--- Data rows ---
-- Begin --
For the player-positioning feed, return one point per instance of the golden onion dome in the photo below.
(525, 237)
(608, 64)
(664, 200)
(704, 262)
-- End --
-- Begin --
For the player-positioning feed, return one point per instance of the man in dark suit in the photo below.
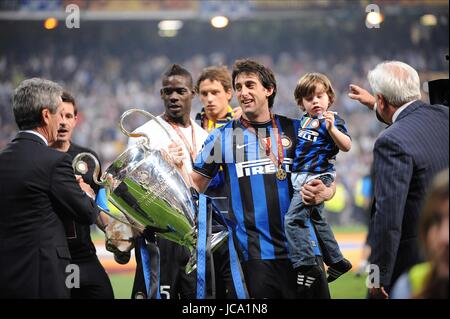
-- End --
-- Begin --
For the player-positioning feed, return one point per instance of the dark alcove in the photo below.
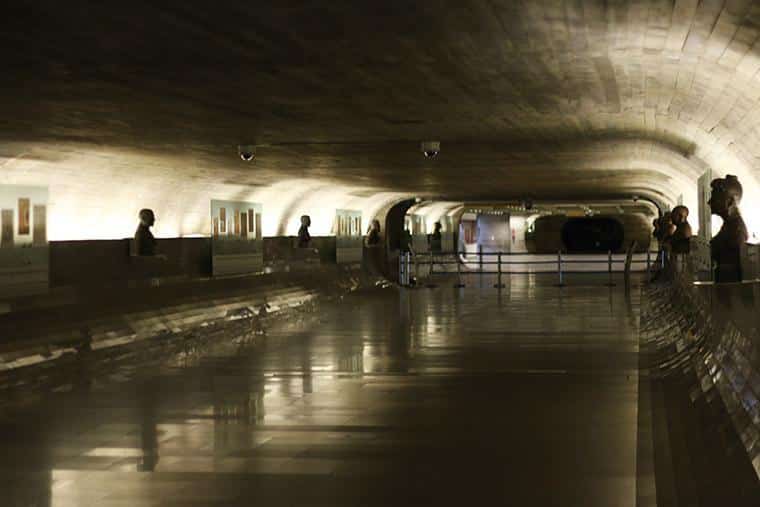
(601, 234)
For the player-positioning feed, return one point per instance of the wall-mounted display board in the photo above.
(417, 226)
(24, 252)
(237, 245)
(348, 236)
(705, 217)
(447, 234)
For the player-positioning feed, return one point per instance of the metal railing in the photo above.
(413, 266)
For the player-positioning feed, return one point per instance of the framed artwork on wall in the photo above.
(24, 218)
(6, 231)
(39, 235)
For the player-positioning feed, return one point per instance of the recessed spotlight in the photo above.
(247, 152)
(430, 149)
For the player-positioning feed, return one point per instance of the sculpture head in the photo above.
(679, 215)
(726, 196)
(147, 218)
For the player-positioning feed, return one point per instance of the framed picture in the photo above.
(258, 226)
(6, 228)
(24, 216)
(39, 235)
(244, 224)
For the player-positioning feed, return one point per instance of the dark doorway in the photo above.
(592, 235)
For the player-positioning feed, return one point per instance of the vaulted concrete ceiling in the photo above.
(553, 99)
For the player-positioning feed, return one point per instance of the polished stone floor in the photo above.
-- End --
--- What is needed ---
Rewrite the records from the line with "doorway in the photo above." through the line with "floor in the photo above.", both ends included and requests kept. Scale every point coordinate in the answers by 0.7 and round each to a whole number, with halves going up.

--- Result for this exercise ---
For the player-positioning feed, return one point per instance of the dark doorway in the photo above.
(414, 165)
For the player-positioning feed, return one point per instance of the vaulted concrete ceiling in the photo above.
(387, 69)
For the player-positioning feed, return one point per instance of the polished stone floor in the photo above.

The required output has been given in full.